◆ Work instructions:
Rewrite the lines below with "Python list" replaced by "JSON array" wherever it occurs, keeping everything else the same. Leave the pictures out of your answer.

----- Material for this exercise -----

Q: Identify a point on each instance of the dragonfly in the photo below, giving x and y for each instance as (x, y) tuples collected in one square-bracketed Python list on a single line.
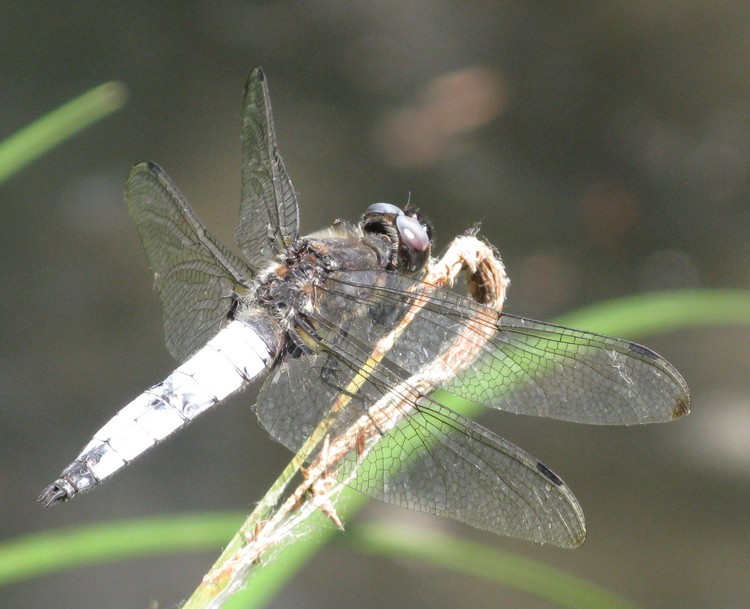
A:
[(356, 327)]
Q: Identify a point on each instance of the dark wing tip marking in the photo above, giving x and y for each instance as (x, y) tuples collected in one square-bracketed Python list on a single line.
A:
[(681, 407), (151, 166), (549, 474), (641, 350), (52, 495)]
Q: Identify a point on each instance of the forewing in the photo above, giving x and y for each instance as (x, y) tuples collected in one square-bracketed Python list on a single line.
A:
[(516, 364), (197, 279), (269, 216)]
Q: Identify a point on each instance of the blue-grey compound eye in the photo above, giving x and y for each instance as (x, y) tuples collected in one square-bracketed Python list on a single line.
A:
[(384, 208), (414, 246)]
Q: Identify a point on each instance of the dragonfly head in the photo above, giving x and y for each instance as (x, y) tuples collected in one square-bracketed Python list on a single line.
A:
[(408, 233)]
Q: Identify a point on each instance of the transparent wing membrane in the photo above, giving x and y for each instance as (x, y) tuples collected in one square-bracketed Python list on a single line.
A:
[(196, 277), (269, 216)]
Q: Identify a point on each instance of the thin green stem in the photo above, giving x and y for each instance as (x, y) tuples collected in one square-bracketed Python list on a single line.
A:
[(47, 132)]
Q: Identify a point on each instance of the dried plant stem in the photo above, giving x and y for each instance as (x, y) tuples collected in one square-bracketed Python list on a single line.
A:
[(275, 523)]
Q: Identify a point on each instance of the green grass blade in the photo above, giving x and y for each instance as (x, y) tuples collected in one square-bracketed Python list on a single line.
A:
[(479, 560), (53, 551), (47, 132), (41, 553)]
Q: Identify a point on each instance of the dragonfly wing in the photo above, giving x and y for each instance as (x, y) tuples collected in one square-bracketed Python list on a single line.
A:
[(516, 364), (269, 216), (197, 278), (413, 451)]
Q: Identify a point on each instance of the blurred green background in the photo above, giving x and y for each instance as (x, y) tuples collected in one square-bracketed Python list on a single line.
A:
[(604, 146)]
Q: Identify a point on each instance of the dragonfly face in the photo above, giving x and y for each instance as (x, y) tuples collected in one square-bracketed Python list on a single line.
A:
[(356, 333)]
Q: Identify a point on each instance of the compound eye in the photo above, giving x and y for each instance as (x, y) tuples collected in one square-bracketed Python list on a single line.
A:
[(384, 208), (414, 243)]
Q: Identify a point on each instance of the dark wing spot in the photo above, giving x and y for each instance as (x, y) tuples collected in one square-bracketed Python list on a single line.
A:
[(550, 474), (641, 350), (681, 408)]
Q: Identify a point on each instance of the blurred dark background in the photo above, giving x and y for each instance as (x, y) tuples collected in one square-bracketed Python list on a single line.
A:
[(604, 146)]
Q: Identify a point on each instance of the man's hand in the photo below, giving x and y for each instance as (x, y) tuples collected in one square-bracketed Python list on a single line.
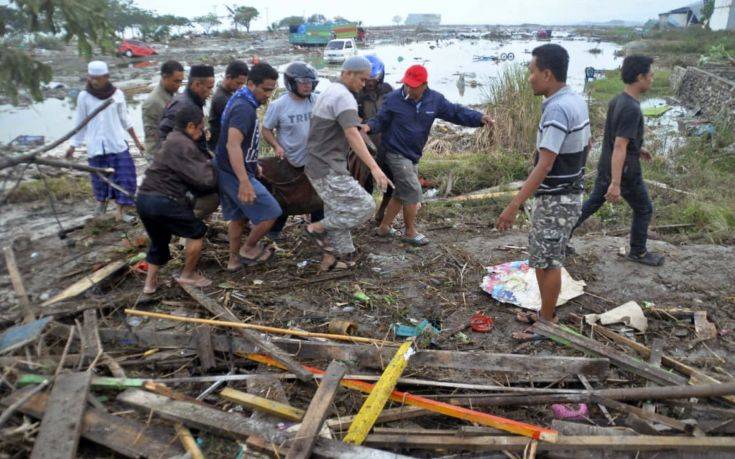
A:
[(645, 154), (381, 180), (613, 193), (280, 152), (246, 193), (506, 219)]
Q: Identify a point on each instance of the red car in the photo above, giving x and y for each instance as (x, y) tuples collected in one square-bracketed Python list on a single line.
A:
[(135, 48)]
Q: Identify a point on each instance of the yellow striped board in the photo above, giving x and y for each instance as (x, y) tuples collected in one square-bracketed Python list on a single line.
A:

-----

◆ Task response:
Q: Identify a point on each instance of the dragonfly in the photo below, giving x and y for each instance as (x, y) tuples collected in one square-bracketed JSON array on a single line.
A:
[(356, 327)]
Q: Identify a point on each instance of the dark wing tip marking in the photo above, giving x and y for each instance as (x, y) tuples collected in one square-bracketed JSON array on a single line.
A:
[(681, 407), (151, 166), (549, 474), (641, 350), (52, 495)]
Q: Identify a point on each instance of the forewing in the photo above, giving x and y for each instance as (x, y) tuples collected in one square-bracketed JSON array on a single line.
A:
[(516, 364), (197, 279), (269, 216)]
Q: Identify a point on each instance of the blue-grey compound eye in the photo above, giving x and y for each instance as (x, y) tuples collected in one square-bracketed JSON array on a single line.
A:
[(384, 208), (414, 246)]
Q: Identify a point on each instance of the dragonfly head in the photo above, giving x and y for each instance as (x, y) tuples collected in one square-bracketed JSON array on a single line.
A:
[(408, 233)]
Q: Identify a point on each instance of the transparent wing membrane in the photo above, giving x and y for each instance as (x, y) tuples collected in one square-bracketed JSON array on a single line.
A:
[(196, 277), (269, 216)]
Q: Identify a point on each instance of the thin green stem in the photo above, giving x and y for each instance as (x, y) tuples collected in one square-bracketed JSON array on a single line.
A:
[(47, 132)]
Q: Identify a point on each instance of the dried plant stem in the photo above, giving x and y for each instance as (x, y) tuples collected in one square-bracketed JSON array on a single line.
A:
[(275, 523)]
Q: Identify a point on each instance of the green grass blade in the photo above, giving x and y for each instance as (x, y) tuples collected in one square-bracketed JSON array on a single line.
A:
[(479, 560), (53, 551), (47, 132), (41, 553)]
Q: Identify a point on each instance of the dragonfly wing in the photo above, giving x and y for each instance as (x, y) tuples collected in one square-bracketed JSON array on a single line.
A:
[(516, 364), (269, 216), (197, 278), (413, 451)]
Q: Identify a point on each instance of the blurred green background in the photo above, giving x and y for each instance as (x, y) tuples collected in one square-bracketed JSON array on a single line.
A:
[(604, 146)]
Q: Identify a point on each instance of the dragonfly face in the photo above, giving x and y for each instance as (x, y) tuples collected in one square-bracketed JSON array on a single line.
A:
[(356, 333)]
Q: Identify a point on each instance of the compound eye in the photo above, giving x and y for each instance as (x, y) tuples collected in one square-bracketed JSON array on a single line.
A:
[(384, 208), (414, 243)]
Q: Identify a point on each instance of the dark wing spot in the photo above, giving x and y for each instance as (x, y) tuples collected in one square-bracketed JSON array on a single line.
A:
[(550, 474), (641, 350), (681, 408)]
Q: Identify a point on each instance of the blurred dark background in the photo above, giving x and y for each instance as (x, y) tuples collected in one square-bracketed JSON array on a single line.
A:
[(604, 146)]
Q: Identify a point on each instance of the man's hand in the photo below, giving x and y for each instance as (x, y) tuples collected in one square-bracketed JSON array on a single line.
A:
[(645, 154), (381, 180), (613, 193), (280, 152), (246, 193), (506, 219)]
Q: Identify a point on each instance of the red car in the photo above, giving x and y for each instance as (x, y) tuples collected in one square-bracketed JSON array on a single line.
A:
[(135, 48)]
Q: Identify a point on each instance of the yellow striped board in the photo above, giving x and y for each instance as (x, y) tuples collected in one square-bracketed JSON array on a single line.
A:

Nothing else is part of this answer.